*Document*:
________________

Understanding Life Insurance:

Life insurance is designed to protect ones family from the financial tragedy that can result from the premature death of a bread winner. Each situation is unique as to the type and amount of insurance that is appropriate. The cost method arrives at the proper face amount by adding up the costs of the objectives the policy owner has should he / she die prematurely. For example: Cost to pay off the mortgage plus cost to send the children to college plus cost to retrain the surviving spouse to become the breadwinner etc. etc. The income replacement method is an alternative method: The breadwinner makes 100K per year – multiply by the number of working years to be covered (you can factor in inflation as well) would equal the face amount to be purchased to cover a premature death.

Term Life Insurance:

Term life insurance is designed to cover a financial loss due to premature death that exists for a defined period of time. For example if a policyholder has 20 years left on the mortgage a policy can be purchased for a 20 year period of time to cover the term of the mortgage. Term insurance is relatively inexpensive as compared to whole life insurance as the probability of the policy holder dying during the term is reduced.

________________

*What is asked*:
1. In the life insurance text, why is term insurance relatively inexpensive compared with whole life insurance?
2. Extend the life insurance text, picking up right after its last sentence.

*Position annotation records*:
________________

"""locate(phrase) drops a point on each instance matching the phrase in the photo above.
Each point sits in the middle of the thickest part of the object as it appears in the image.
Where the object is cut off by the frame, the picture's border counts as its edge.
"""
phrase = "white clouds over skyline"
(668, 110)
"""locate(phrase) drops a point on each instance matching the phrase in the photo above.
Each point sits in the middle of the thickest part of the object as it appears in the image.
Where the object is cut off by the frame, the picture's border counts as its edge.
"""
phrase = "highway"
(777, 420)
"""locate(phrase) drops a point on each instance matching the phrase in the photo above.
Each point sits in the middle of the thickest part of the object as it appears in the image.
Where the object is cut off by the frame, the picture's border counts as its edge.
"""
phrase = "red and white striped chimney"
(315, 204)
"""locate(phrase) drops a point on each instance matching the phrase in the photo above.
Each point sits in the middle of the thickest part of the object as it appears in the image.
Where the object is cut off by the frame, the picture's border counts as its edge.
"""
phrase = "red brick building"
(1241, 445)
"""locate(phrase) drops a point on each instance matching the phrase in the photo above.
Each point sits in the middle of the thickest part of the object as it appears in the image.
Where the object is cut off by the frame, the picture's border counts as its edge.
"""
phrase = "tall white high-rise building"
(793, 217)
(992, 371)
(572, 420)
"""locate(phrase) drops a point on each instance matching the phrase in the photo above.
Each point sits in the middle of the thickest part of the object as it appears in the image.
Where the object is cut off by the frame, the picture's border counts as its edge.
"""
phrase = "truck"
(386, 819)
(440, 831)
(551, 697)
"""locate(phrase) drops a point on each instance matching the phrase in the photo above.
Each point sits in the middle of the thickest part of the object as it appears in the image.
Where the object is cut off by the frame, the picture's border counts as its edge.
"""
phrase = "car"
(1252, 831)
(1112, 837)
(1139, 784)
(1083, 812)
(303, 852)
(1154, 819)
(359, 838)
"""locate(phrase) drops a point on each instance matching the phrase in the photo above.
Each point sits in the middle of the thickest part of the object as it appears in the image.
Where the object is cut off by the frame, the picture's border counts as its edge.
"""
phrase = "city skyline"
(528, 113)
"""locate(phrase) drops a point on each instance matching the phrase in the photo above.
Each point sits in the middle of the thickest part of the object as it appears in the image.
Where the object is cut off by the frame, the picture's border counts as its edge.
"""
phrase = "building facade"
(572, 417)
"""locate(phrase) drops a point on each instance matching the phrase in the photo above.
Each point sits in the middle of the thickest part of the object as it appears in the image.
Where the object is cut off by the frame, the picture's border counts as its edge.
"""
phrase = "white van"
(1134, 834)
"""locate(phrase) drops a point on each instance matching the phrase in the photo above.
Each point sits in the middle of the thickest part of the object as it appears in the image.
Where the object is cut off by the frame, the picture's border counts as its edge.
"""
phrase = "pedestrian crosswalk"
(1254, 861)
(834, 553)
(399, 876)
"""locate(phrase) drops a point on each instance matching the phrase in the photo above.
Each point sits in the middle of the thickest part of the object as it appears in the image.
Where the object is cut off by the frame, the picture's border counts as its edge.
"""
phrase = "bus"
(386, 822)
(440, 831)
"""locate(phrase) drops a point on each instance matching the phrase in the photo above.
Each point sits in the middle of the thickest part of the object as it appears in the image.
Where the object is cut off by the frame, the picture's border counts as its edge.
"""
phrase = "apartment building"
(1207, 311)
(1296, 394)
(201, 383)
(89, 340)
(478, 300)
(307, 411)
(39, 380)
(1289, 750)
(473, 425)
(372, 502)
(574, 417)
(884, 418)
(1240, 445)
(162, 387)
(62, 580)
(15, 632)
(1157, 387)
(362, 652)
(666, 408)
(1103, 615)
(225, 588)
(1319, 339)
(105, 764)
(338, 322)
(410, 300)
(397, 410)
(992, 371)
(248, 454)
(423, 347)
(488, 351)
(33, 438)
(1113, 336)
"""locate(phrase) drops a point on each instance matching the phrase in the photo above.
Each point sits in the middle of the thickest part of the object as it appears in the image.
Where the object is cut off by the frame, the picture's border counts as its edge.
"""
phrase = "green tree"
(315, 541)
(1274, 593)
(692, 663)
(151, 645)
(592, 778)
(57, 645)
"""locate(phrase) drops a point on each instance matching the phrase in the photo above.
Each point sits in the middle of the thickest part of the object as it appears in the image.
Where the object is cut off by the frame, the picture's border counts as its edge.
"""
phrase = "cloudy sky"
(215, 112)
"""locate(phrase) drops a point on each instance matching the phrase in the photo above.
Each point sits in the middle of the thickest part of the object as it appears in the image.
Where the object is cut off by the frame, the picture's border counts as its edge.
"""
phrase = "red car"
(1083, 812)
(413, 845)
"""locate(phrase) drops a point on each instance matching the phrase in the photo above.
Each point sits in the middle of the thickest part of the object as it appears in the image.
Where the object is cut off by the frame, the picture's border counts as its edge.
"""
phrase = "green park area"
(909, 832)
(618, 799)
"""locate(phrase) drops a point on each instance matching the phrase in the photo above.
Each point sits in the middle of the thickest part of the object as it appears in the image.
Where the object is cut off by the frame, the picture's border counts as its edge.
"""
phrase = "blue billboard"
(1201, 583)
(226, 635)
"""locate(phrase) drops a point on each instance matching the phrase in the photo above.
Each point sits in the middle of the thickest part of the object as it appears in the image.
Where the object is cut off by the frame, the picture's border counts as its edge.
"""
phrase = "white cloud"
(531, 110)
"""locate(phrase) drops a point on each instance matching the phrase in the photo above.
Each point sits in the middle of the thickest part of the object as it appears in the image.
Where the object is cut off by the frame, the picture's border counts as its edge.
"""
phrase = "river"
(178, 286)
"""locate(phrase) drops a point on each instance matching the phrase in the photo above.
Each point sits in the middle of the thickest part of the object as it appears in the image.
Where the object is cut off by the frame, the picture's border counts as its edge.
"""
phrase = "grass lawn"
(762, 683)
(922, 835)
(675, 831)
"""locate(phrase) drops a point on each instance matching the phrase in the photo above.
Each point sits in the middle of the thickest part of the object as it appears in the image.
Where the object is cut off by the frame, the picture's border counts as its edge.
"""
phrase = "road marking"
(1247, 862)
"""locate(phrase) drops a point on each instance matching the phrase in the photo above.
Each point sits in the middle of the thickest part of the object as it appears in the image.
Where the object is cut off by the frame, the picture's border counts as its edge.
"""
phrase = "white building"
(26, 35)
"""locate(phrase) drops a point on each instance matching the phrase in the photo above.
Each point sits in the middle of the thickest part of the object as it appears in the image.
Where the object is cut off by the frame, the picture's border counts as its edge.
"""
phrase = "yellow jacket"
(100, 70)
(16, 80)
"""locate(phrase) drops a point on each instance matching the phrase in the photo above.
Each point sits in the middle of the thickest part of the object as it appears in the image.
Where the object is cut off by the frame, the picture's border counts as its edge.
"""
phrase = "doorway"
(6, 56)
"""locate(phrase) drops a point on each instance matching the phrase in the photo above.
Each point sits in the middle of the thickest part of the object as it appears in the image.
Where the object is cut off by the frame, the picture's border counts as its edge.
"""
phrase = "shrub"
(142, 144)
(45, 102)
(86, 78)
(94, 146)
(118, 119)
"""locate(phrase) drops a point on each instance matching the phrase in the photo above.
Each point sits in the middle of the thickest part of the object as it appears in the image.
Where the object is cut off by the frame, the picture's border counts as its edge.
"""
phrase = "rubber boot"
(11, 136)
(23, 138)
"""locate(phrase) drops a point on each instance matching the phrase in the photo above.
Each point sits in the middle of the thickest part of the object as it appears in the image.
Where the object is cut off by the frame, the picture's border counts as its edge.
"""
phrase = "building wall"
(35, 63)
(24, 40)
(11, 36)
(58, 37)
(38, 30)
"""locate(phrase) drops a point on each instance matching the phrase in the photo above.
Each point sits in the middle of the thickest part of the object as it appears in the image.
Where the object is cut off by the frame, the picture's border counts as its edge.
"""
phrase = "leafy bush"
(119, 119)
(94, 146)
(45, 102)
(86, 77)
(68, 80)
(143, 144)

________________

*Task-by-task answers*:
1. The probability of the policyholder dying during the term is reduced.

2.
Whole Life Insurance:

Whole life insurance is designed to cover an individual for his / her entire life. If the premiums are paid the policy is guaranteed to be in effect until the policy holder does indeed die – so the face amount will inevitably be paid to the beneficiaries. If the policy holder is fortunate enough to live to 100 years of age the policy will ‘mature’ and he / she will collect the proceeds at age 100. Whole life insurance is relatively more expensive then term insurance since the face amount is guaranteed to be paid to the beneficiaries. An interesting added feature of whole life insurance is the savings and investment aspect of these policies. Since the premiums paid are higher than the cost of the underlying insurance in the early years of the policy cash accumulates in the policy. If the insurance company is adept at investing this cash interest on the cash also accrues to the policy holder. If the cash balance grows large enough and the rate of interest is high enough the policy can become self-funding at some point reliving the policy holder from having to pay the premiums. It is very important to purchase this kind of policy from a highly rated company since it has a much higher chance of good performance over time.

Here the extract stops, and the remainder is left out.